DETAILS ZUR AUFGABE. Schreiben Sie im Ausgangstext unten alles von „Verrückterweise: Weit gefehlt.“ bis hinunter zu „der Metallverarbeitung beschäftigt.“ neu und setzen Sie dabei „Textilindustrie“ an die Stelle von „Metallverarbeitung“.

AUSGANGSTEXT.
== == ==
Verrückterweise: Weit gefehlt. Nein, Burscheid gefiele ihr überhaupt nicht, sagt die Dame. Warum bitte, hake ich nach, etwas irritiert. Ja, in Burscheid werde zu wenig Deutsch
gesprochen. Wie bitte? Offenbar geht es um Migration und ich sage, dass
Burscheid – wie auch andere bergische Städte – natürlich einige Bürger mit
Einwanderungsgeschichte hat, etwa seit Jahrzehnten in der Metallverarbeitung beschäftigt.
Nein, das wäre es gar nicht, es ginge um die vielen Asylanten. Darauf entgegne ich und nehme meine
Stadtverwaltung ausdrücklich in Schutz: Burscheid bekomme ebenso wie auch
Odenthal Flüchtlinge zugewiesen. Und man solle auch nicht vergessen, dass wir Industriestaaten durchaus auch eigene Fluchtursachen setzen würden.
== == ==
ROHE DATENSÄTZE.
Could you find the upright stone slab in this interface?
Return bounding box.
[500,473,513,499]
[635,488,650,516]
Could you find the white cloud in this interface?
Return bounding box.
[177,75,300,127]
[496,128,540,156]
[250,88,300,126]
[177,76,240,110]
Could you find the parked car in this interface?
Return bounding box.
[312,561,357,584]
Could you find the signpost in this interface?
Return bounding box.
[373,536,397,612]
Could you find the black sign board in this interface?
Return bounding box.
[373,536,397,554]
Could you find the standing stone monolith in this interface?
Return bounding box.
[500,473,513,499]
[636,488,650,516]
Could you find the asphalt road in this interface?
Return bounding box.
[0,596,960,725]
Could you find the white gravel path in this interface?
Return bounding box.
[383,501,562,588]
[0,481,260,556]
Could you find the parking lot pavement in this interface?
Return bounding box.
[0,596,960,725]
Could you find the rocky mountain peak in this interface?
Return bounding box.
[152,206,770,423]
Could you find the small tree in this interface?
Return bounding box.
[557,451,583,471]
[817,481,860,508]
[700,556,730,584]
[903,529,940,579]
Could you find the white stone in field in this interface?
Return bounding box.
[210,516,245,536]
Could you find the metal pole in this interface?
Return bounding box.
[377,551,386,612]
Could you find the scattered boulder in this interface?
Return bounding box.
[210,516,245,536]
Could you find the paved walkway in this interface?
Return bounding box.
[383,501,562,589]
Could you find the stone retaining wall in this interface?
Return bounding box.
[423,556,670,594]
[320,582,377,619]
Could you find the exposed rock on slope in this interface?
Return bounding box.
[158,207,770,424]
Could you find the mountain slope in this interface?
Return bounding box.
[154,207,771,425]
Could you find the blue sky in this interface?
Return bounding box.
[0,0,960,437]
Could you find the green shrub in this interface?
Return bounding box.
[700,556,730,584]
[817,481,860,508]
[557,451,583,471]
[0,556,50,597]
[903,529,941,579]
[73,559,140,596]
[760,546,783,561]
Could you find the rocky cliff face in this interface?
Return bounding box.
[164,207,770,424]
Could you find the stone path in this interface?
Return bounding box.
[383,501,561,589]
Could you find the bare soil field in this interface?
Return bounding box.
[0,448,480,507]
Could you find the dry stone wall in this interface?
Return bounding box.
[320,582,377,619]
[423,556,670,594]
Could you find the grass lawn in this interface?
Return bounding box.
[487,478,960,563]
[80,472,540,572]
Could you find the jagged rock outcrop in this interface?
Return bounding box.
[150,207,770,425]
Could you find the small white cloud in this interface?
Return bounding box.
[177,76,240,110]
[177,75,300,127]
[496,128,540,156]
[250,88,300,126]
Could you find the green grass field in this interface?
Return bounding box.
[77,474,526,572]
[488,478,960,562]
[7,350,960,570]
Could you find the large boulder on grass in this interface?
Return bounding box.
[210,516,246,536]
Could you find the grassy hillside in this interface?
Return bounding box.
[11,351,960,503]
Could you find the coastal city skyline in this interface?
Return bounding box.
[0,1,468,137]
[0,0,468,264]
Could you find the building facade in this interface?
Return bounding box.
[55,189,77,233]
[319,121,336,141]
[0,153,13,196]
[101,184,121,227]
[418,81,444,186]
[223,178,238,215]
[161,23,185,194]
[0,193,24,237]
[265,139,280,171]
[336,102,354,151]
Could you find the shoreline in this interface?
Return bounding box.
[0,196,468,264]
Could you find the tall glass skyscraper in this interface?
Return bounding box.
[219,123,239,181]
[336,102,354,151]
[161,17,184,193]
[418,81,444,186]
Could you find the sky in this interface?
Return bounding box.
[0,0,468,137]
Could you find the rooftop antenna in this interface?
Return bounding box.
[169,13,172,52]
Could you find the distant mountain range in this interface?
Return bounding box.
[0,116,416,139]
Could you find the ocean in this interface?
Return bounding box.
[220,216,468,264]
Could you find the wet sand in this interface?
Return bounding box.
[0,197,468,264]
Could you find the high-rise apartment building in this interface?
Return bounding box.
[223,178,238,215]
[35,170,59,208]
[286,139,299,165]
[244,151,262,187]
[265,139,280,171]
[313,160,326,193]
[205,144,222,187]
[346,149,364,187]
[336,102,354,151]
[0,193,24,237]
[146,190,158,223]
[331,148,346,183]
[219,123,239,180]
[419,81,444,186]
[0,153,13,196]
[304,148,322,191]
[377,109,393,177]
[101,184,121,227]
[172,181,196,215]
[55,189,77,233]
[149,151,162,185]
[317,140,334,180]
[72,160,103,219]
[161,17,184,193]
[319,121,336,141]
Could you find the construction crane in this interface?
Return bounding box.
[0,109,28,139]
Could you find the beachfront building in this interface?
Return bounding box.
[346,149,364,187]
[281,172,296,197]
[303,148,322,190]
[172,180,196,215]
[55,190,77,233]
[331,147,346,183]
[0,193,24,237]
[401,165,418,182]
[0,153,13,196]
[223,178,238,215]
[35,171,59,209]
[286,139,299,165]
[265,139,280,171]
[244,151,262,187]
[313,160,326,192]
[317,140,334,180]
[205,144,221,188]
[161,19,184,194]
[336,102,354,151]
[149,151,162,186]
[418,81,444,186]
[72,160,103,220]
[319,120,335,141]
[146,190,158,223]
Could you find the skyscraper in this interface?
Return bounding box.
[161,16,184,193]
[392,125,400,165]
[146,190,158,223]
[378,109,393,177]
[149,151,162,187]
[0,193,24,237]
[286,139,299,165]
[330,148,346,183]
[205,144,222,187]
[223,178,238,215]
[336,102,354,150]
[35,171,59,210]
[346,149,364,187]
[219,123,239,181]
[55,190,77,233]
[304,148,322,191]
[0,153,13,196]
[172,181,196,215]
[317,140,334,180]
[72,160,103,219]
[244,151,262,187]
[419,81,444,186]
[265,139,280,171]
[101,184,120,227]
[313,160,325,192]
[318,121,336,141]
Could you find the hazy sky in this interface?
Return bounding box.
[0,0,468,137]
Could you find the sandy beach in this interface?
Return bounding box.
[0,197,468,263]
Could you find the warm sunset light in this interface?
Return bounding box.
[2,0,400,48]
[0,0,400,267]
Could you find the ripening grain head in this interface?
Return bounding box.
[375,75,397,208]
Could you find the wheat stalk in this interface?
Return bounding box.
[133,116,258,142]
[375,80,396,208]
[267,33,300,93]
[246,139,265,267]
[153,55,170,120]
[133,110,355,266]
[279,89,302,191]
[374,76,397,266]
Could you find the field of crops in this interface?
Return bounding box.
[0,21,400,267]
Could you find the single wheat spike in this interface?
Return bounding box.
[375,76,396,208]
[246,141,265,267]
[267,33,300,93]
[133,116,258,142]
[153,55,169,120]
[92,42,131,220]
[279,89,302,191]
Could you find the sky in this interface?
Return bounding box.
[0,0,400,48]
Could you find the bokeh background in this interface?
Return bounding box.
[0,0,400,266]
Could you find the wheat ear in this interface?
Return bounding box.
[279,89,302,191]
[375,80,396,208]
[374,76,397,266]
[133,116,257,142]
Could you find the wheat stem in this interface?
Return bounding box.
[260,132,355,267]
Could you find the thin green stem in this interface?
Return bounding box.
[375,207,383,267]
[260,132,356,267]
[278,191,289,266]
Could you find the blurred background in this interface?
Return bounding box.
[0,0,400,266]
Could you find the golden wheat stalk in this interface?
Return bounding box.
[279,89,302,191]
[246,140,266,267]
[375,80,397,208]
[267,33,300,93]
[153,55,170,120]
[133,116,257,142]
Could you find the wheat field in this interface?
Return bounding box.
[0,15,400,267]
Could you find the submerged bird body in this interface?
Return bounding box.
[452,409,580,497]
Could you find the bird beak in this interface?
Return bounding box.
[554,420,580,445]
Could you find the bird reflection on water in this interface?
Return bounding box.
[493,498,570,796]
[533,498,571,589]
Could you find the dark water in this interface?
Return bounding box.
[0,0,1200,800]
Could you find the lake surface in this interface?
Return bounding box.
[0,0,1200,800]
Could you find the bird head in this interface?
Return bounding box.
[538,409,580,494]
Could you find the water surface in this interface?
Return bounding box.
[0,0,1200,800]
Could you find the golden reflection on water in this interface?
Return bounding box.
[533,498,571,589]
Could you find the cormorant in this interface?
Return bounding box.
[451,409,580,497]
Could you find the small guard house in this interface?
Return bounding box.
== == ==
ANTWORT ZUR AUFGABE.
Verrückterweise: Weit gefehlt. Nein, Burscheid gefiele ihr überhaupt nicht, sagt die Dame. Warum bitte, hake ich nach, etwas irritiert. Ja, in Burscheid werde zu wenig Deutsch
gesprochen. Wie bitte? Offenbar geht es um Migration und ich sage, dass
Burscheid – wie auch andere bergische Städte – natürlich einige Bürger mit
Einwanderungsgeschichte hat, etwa seit Jahrzehnten in der Textilindustrie beschäftigt.